(Items listed in a dataset)
● ● ●
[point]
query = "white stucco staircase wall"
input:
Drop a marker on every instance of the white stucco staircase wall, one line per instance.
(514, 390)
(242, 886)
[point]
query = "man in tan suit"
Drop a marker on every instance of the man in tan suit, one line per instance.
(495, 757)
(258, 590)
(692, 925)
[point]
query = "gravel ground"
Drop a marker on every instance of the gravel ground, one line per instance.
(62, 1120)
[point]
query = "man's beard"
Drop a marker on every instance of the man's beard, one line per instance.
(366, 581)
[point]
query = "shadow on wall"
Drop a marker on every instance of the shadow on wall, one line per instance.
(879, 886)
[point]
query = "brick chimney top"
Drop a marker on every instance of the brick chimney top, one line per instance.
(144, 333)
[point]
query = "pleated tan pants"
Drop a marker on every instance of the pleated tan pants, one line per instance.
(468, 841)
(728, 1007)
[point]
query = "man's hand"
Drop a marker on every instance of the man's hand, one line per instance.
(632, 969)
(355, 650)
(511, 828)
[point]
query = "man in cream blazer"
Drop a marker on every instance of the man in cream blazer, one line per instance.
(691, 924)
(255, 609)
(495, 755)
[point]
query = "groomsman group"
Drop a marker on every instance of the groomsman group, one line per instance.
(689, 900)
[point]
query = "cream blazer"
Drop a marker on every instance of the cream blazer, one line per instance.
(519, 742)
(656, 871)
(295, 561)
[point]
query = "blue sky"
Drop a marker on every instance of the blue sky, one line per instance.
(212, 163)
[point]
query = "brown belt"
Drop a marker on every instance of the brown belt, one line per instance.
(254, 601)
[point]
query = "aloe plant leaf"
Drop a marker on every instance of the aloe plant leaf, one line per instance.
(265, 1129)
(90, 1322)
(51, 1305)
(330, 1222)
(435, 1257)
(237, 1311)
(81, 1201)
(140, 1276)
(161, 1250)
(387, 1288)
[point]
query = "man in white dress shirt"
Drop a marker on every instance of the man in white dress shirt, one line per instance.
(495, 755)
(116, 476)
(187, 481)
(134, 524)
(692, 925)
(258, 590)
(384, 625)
● ● ●
Copy out the entries. Leave every line exactly as it is.

## Answer to this problem
[point]
query = "white stucco staircase wall"
input:
Drop a marker on every instance of the white stucco staircase wall, one line per instance.
(514, 390)
(242, 886)
[point]
query = "man in tan suit"
Drop a marker on every instance of the man in tan suit, one line per instance.
(495, 757)
(258, 590)
(692, 925)
[point]
query = "gravel ground"
Drop a marker on every instance of the gravel ground, one line per instance.
(62, 1120)
[point]
query = "man's beard"
Drop a marker on every instance of the man's beard, one line per instance.
(366, 581)
[point]
query = "shadow on wall"
Drop a marker on every instance of the shadow on wall, one line per instance.
(879, 886)
[point]
query = "brick chimney top"
Drop a marker on every instance of the brick chimney top, one line per instance.
(144, 333)
[point]
query = "pleated tan pants"
Drop a marker on every instance of the pleated tan pants, one line per instance.
(468, 841)
(728, 1007)
[point]
query = "man's hand"
Drop a marker on every instance of the man's hand, one line per instance.
(632, 969)
(355, 650)
(511, 828)
[point]
query = "man in cream blazer"
Drop a marker on every instance of the man in cream blazer, one line per instance.
(691, 924)
(255, 609)
(495, 755)
[point]
query = "groomsman group"
Drop a marker on every instance of the groomsman group, one line per instance.
(689, 900)
[point]
query = "cream blazer"
Drop a marker on every instance of the cream blazer, one line per instance.
(519, 742)
(656, 871)
(295, 561)
[point]
query = "blue sky"
Drop a marker on every instance of the blue sky, one line per instance.
(212, 163)
[point]
query = "brown belt"
Drop a marker on every instance of the brown belt, one line per instance.
(254, 601)
[point]
query = "aloe plant leaf"
Drop a marker on every instance of the aloe plant leaf, one line per instance.
(265, 1129)
(90, 1322)
(51, 1305)
(330, 1222)
(435, 1257)
(237, 1311)
(81, 1201)
(140, 1276)
(161, 1250)
(387, 1288)
[point]
query = "man in white dress shirt"
Drop a marker on every instance of the man in white dress shirt, one line per instance.
(495, 755)
(116, 476)
(187, 481)
(134, 524)
(692, 925)
(258, 590)
(384, 625)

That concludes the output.